| Records provided |
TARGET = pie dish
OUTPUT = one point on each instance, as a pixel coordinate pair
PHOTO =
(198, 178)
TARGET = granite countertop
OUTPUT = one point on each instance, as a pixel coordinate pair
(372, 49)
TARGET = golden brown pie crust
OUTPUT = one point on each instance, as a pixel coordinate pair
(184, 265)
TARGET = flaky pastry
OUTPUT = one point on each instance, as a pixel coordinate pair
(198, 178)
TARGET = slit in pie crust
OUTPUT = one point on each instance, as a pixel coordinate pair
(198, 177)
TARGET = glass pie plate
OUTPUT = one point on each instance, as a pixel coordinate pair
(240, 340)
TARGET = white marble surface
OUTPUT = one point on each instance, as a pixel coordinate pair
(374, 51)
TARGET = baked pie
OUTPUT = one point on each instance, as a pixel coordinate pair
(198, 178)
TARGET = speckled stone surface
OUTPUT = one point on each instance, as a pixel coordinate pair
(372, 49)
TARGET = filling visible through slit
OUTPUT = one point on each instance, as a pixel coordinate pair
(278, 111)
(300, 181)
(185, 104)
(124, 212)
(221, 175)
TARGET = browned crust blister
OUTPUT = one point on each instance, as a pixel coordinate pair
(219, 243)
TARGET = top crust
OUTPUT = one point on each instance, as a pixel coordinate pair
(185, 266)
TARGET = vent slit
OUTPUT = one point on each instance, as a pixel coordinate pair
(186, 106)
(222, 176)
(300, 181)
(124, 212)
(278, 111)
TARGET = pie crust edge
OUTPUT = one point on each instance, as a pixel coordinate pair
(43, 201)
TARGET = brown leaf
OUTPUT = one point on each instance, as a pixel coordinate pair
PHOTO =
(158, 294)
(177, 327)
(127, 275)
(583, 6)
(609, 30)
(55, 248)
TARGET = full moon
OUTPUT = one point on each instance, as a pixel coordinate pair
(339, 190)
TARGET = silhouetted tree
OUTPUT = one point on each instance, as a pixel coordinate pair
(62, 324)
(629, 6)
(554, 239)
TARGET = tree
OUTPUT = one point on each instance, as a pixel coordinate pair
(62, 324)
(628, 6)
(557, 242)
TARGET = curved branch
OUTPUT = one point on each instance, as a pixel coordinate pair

| Task brief |
Starting at the line that contains "TARGET = full moon" and ending at the last line above, write out every line again in full, adding 142 to each pixel coordinate in the answers.

| Correct response |
TARGET = full moon
OUTPUT = one point on each instance, as a pixel coordinate pair
(481, 332)
TARGET = silhouetted tree
OUTPUT = one point on each instance, as a pixel coordinate pair
(204, 466)
(771, 148)
(696, 381)
TARGET = tree
OUTPUT = one point on each instance, as a pixel coordinate pair
(204, 466)
(770, 148)
(699, 384)
TARGET = curved branch
OUTPUT = one point on each instance, as a pixel coordinate pair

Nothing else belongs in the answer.